■ **TO-DO LIST**
(a) In the passage on the study of history, who does the writer name as the source of the lesson that historical writing could be an enriching force?
(b) From the passage on the study of history, echo the words starting with "We need not" and going on through "force was Burckhardt.".

■ **SUPPLIED PASSAGE**
━━━━━━━━━━━━━━━━

Opens our eyes to the origins of our own world
I was around twelve when my grandmother mentioned having heard a speech delivered by Woodrow Wilson.

For me, until that moment, Woodrow Wilson had been in the same category with Julius Caesar: people who lived a long time ago. But for my grandmother, only Caesar could be in that category: Wilson was an early contemporary of her own. I began to realize that the citizens of the past were real people, that the lives of the past were lives as large and rich and strange as our own.

Everybody who survives high school can remember at least one teacher who made the study of history look like a matter of memorizing names and dates. Such teachers often manage to create in their students a permanent allergy to the study of history. But it has been two hundred years since they could do so with a good conscience.

Voltaire was the first modern writer of history--we might say, the first historian of culture. Chiefly through his masterpiece The Age of Louis XIV, he established the principle that history is not just about who ruled when and who killed whom--that it is about all the aspects of human culture, all the means--arts and entertainment, philosophy and religion and science, as well as economics, politics, and war--by which we seek to create permanent triumphs of mind over the natural forces of chaos and entropy.

We need not fool ourselves: those forces will finally destroy us and all our works. But while we live, we can make life richer for ourselves and for those who will follow us. The writer from whom I first learned that historical writing could be such an enriching force was Burckhardt.

━━━━━━━━━━━━━━━━

[Point labeling dataset excerpts]
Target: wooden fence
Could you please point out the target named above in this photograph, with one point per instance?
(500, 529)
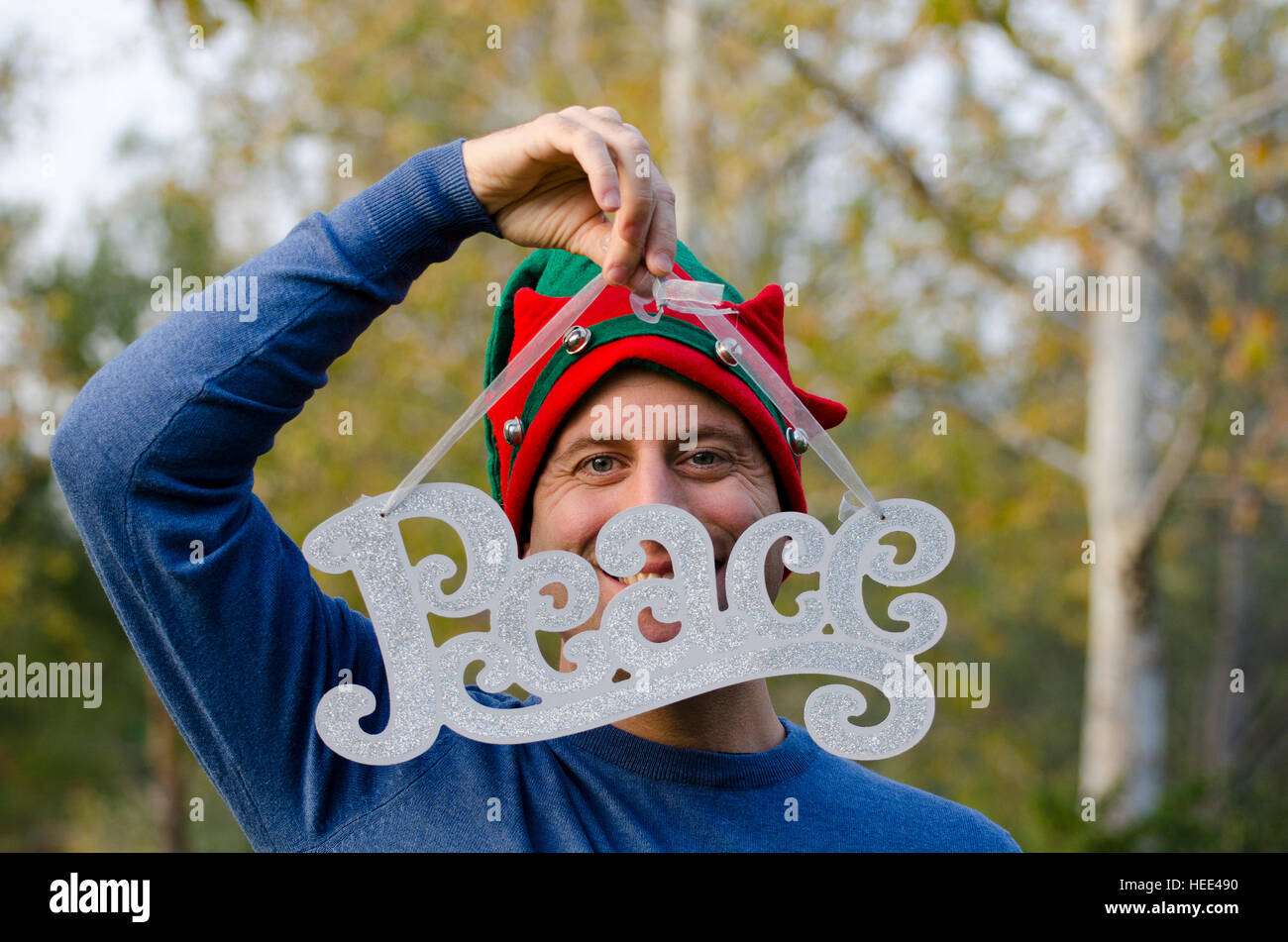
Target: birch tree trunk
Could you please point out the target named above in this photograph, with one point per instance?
(1124, 719)
(681, 95)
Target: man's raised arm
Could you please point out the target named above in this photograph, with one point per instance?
(158, 452)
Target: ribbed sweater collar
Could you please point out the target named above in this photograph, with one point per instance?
(660, 762)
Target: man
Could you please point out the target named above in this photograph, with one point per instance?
(156, 459)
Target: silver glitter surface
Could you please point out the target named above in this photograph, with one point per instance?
(857, 552)
(751, 611)
(712, 650)
(688, 596)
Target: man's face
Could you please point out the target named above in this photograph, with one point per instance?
(724, 480)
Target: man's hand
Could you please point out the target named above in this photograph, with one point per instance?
(548, 184)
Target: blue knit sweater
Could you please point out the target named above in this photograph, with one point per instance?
(159, 450)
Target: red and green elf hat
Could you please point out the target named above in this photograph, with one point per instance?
(678, 344)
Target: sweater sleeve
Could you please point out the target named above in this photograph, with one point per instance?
(158, 452)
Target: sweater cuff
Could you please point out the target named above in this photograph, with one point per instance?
(424, 203)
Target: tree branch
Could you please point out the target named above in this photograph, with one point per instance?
(957, 227)
(1240, 111)
(1085, 97)
(1054, 452)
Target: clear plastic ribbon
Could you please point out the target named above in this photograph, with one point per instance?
(704, 301)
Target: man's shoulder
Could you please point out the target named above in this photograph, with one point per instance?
(903, 816)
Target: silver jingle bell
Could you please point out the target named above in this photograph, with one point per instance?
(578, 339)
(728, 351)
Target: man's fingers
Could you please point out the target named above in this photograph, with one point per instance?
(566, 137)
(660, 246)
(636, 176)
(610, 113)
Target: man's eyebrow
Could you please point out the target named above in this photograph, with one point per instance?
(706, 431)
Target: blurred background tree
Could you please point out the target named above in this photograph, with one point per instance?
(910, 167)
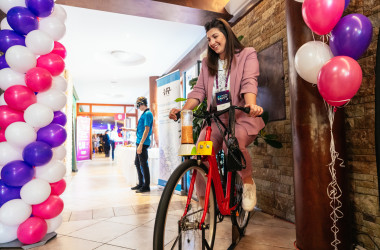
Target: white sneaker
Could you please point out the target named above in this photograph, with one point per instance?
(249, 197)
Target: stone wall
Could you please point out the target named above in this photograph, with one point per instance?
(273, 168)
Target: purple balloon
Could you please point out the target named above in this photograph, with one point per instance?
(351, 36)
(59, 118)
(17, 173)
(53, 134)
(8, 193)
(3, 62)
(22, 20)
(9, 38)
(41, 8)
(37, 153)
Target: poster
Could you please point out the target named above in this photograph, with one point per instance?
(168, 89)
(83, 138)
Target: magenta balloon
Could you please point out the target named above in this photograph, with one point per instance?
(351, 36)
(53, 134)
(17, 173)
(339, 79)
(322, 15)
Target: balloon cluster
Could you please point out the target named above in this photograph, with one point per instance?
(333, 67)
(32, 129)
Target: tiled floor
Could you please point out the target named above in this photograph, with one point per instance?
(101, 212)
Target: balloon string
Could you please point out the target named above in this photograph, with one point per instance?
(334, 192)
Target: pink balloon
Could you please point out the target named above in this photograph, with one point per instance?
(52, 62)
(38, 79)
(339, 80)
(32, 230)
(48, 209)
(59, 49)
(322, 15)
(57, 188)
(9, 116)
(19, 97)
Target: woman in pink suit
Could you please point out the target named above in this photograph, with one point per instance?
(233, 69)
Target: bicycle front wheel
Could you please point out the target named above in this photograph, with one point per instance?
(172, 230)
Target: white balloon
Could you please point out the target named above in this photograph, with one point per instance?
(15, 212)
(9, 77)
(39, 42)
(52, 98)
(53, 27)
(6, 5)
(38, 115)
(4, 25)
(59, 12)
(20, 134)
(35, 191)
(54, 223)
(9, 153)
(59, 153)
(52, 172)
(20, 58)
(310, 58)
(7, 233)
(60, 83)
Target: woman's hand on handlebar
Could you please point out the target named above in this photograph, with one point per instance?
(255, 110)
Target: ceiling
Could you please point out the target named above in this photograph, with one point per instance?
(100, 76)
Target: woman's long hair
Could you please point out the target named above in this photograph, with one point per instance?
(232, 44)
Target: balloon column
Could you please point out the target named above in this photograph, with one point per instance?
(32, 129)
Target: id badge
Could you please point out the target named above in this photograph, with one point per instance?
(223, 100)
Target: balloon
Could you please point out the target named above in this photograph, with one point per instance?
(37, 153)
(7, 233)
(41, 8)
(59, 83)
(20, 134)
(310, 58)
(38, 79)
(57, 188)
(15, 212)
(38, 115)
(22, 20)
(9, 116)
(39, 42)
(351, 36)
(339, 79)
(9, 77)
(9, 38)
(9, 153)
(32, 230)
(59, 118)
(20, 58)
(54, 223)
(8, 193)
(52, 172)
(48, 209)
(17, 173)
(53, 134)
(59, 49)
(35, 191)
(19, 97)
(3, 62)
(52, 98)
(54, 27)
(322, 15)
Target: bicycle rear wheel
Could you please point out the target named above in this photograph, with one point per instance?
(172, 230)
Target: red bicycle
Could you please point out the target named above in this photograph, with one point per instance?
(187, 222)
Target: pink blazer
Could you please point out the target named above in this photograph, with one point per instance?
(244, 73)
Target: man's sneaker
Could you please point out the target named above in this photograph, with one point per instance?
(249, 196)
(137, 187)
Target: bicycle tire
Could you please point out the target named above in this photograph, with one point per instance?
(163, 230)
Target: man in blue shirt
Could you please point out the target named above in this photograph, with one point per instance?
(143, 133)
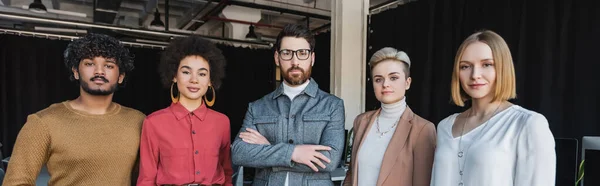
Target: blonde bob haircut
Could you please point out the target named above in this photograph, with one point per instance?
(389, 53)
(505, 87)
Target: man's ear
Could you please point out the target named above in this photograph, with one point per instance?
(313, 59)
(121, 78)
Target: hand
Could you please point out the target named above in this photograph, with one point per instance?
(308, 155)
(253, 137)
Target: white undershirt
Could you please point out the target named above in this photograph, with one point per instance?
(370, 154)
(515, 147)
(292, 92)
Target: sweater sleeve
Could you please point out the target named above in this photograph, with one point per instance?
(29, 154)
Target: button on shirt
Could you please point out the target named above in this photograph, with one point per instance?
(182, 147)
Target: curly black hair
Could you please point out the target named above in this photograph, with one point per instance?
(181, 48)
(97, 45)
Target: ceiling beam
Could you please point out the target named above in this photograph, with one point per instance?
(191, 14)
(55, 4)
(148, 9)
(277, 9)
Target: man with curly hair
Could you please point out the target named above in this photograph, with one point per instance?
(89, 140)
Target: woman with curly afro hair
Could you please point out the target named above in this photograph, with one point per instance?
(188, 143)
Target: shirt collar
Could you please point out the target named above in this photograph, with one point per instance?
(180, 111)
(310, 90)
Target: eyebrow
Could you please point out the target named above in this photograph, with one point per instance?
(486, 59)
(392, 73)
(190, 68)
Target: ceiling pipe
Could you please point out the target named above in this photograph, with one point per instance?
(243, 22)
(92, 25)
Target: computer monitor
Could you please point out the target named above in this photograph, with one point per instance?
(590, 152)
(567, 153)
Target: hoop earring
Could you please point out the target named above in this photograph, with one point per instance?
(173, 98)
(211, 102)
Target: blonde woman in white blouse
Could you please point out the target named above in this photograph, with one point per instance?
(494, 142)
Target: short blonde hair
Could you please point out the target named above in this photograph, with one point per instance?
(505, 88)
(392, 54)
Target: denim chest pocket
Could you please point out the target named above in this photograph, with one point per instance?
(314, 125)
(267, 126)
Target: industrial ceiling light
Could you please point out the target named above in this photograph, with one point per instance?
(157, 22)
(37, 6)
(251, 34)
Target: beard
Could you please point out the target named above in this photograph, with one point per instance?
(97, 92)
(297, 79)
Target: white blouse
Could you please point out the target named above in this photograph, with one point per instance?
(515, 147)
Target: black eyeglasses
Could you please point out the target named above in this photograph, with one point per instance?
(301, 54)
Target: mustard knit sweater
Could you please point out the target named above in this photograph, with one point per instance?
(77, 148)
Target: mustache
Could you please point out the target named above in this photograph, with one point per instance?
(99, 77)
(295, 68)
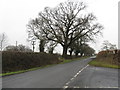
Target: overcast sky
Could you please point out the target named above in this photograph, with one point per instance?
(15, 14)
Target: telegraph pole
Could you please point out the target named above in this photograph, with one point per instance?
(16, 43)
(33, 44)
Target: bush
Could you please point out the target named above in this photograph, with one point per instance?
(15, 61)
(102, 54)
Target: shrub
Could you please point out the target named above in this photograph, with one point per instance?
(14, 61)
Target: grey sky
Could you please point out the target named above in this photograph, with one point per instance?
(15, 14)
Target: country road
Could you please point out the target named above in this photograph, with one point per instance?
(76, 74)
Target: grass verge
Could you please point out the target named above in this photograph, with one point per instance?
(103, 64)
(62, 59)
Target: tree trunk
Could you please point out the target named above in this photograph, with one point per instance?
(65, 51)
(41, 46)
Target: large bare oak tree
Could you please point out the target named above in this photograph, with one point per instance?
(66, 23)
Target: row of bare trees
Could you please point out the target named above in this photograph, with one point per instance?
(65, 25)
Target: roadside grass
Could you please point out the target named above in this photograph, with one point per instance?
(62, 59)
(104, 62)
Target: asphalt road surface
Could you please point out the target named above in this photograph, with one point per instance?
(76, 74)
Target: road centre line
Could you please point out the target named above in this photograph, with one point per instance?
(66, 85)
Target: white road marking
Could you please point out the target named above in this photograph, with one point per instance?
(66, 85)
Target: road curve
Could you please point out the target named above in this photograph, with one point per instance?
(52, 77)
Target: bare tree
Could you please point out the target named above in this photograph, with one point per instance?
(35, 34)
(51, 46)
(3, 41)
(61, 24)
(108, 46)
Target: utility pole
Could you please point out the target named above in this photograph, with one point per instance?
(16, 44)
(33, 44)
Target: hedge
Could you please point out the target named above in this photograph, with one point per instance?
(15, 61)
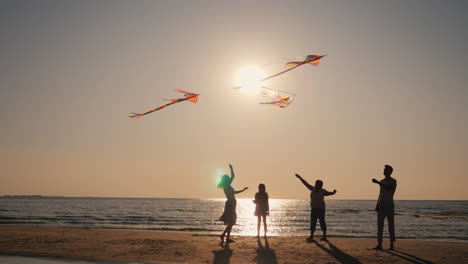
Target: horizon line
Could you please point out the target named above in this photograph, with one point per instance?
(204, 198)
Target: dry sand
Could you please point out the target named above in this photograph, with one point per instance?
(172, 247)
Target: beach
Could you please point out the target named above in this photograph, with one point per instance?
(146, 246)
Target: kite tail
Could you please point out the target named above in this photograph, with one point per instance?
(135, 116)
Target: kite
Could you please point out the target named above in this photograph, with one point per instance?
(310, 59)
(188, 96)
(279, 98)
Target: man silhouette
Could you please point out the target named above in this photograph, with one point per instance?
(385, 206)
(317, 207)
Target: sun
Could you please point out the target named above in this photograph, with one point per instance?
(249, 78)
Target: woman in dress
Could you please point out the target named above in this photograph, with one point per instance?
(229, 216)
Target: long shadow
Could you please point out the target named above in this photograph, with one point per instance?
(408, 257)
(223, 256)
(265, 255)
(338, 254)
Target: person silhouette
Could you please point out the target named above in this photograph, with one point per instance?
(317, 204)
(229, 216)
(262, 208)
(385, 206)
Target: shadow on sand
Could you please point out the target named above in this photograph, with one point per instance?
(265, 255)
(223, 256)
(338, 254)
(408, 257)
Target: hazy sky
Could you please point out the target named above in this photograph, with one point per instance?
(392, 90)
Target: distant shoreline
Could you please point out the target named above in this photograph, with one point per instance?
(178, 198)
(181, 247)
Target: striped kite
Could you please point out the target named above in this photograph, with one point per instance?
(275, 97)
(188, 96)
(310, 59)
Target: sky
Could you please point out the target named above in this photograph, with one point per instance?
(392, 90)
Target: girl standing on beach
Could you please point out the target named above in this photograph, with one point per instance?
(229, 216)
(262, 209)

━━━━━━━━━━━━━━━━

■ **RESULTS**
(a) Burckhardt

(b)
We need not fool ourselves: those forces will finally destroy us and all our works. But while we live, we can make life richer for ourselves and for those who will follow us. The writer from whom I first learned that historical writing could be such an enriching force was Burckhardt.